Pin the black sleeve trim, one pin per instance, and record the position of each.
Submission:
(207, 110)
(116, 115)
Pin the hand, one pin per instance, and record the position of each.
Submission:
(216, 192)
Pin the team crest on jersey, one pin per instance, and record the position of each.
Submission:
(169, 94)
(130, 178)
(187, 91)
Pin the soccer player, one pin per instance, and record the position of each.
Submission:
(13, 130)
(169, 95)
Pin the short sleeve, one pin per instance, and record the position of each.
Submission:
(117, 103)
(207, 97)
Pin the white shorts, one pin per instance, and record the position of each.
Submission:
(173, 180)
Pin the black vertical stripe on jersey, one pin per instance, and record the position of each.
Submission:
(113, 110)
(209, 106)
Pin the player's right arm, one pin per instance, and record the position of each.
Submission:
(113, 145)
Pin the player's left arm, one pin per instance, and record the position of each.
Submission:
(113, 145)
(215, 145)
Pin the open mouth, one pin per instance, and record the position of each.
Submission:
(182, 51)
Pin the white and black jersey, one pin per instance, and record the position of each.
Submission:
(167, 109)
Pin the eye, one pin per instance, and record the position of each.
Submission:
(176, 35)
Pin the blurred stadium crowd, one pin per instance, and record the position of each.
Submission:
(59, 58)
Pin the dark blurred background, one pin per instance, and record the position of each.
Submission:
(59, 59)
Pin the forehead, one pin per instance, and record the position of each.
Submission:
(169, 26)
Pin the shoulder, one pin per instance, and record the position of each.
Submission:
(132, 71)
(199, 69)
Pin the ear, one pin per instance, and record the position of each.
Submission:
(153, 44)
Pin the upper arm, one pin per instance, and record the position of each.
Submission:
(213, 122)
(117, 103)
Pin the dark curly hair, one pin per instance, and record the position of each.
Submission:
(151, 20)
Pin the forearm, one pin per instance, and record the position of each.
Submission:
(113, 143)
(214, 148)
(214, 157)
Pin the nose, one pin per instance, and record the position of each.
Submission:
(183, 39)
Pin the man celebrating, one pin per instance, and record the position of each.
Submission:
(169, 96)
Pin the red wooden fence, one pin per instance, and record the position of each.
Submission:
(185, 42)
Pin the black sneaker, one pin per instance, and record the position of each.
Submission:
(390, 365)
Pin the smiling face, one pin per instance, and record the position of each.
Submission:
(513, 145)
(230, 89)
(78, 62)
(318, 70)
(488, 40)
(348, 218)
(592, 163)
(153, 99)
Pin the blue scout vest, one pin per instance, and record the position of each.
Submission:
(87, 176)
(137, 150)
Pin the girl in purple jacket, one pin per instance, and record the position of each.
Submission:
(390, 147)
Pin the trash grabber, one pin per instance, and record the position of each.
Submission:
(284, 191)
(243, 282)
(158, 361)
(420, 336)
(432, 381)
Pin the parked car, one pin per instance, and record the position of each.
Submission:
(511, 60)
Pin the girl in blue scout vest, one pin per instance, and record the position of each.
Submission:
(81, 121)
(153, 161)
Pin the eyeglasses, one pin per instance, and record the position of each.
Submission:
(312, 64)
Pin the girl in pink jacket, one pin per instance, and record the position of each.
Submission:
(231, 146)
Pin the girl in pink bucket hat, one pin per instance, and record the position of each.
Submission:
:::
- **Set problem**
Repeat the records above exactly as they appear.

- **Answer to this exercise**
Pin the black sleeve trim, one pin per instance, and record the position of each.
Submission:
(207, 110)
(116, 115)
Pin the hand, one pin per instance, and record the position of each.
Submission:
(216, 192)
Pin the team crest on jersey, one pin per instance, and record the position of each.
Submission:
(169, 94)
(130, 178)
(187, 91)
Pin the soccer player, one pin per instance, and record the position of each.
Submission:
(13, 130)
(169, 95)
Pin the short sleeve, one pin per instance, and record the position of each.
Submission:
(117, 103)
(207, 97)
Pin the white shorts, one pin per instance, and record the position of each.
Submission:
(173, 180)
Pin the black vertical stripe on jersey, one pin per instance, and record the position of each.
Submission:
(113, 110)
(209, 106)
Pin the player's right arm, one pin per instance, and record the position of each.
Submission:
(113, 145)
Pin the player's left arm, one pin per instance, and record the position of each.
Submission:
(113, 145)
(215, 145)
Pin the open mouth, one pin per instance, and record the position of each.
Submission:
(182, 51)
Pin the white and black jersey, one pin per instance, and record the position of each.
Submission:
(167, 109)
Pin the eye, one pin per instance, and record the position of each.
Submission:
(176, 35)
Pin the blurred stadium crowd, one pin per instance, and record the position of each.
Submission:
(59, 58)
Pin the dark blurred background, one pin per instance, and record the position of each.
Submission:
(59, 59)
Pin the forehead, one pin per instance, and record the position of each.
Submission:
(169, 26)
Pin the shoulder, one pin per instance, and record the position of each.
Submission:
(132, 71)
(199, 69)
Pin the ear, one pin per instance, and record the position of each.
Submission:
(153, 44)
Pin the upper arm, one pin per instance, and record the position of each.
Submission:
(213, 122)
(117, 103)
Pin the dark curly hair, one pin per instance, and record the position of each.
Submission:
(151, 20)
Pin the forearm, one pin per instance, and record the position of each.
Submission:
(113, 143)
(214, 148)
(214, 157)
Pin the nose, one pin per instance, and record the position of each.
Submission:
(183, 39)
Pin the man celebrating, one pin per instance, and record the position of each.
Submission:
(169, 96)
Pin the red wooden fence, one pin per instance, and record the position of each.
Submission:
(185, 42)
Pin the black sneaker, one pin per instance, and record the position of each.
Submission:
(390, 365)
Pin the smiling face, one pin per instance, and record the position of each.
Submission:
(513, 145)
(230, 89)
(78, 62)
(318, 70)
(488, 40)
(348, 218)
(592, 163)
(153, 99)
Pin the blue scout vest, one pin per instance, and record the position of each.
Submission:
(87, 176)
(137, 150)
Pin the girl in purple jacket, one pin per instance, and record the position of each.
Submission:
(390, 147)
Pin the trash grabber, one pin per instance, and record the position of each.
Submission:
(284, 191)
(243, 282)
(158, 361)
(420, 336)
(432, 381)
Pin the parked car, one pin per instance, and record the position of each.
Submission:
(511, 60)
Pin the girl in blue scout vest, one pin per instance, and record the position of each.
Submission:
(81, 121)
(153, 161)
Pin the eyeglasses, one pin per instance, and record the position of each.
Submission:
(312, 64)
Pin the girl in pink jacket, one pin per instance, and record the position of each.
Submission:
(231, 146)
Pin the girl in pink bucket hat, one pin per instance, and record the position of each.
Submission:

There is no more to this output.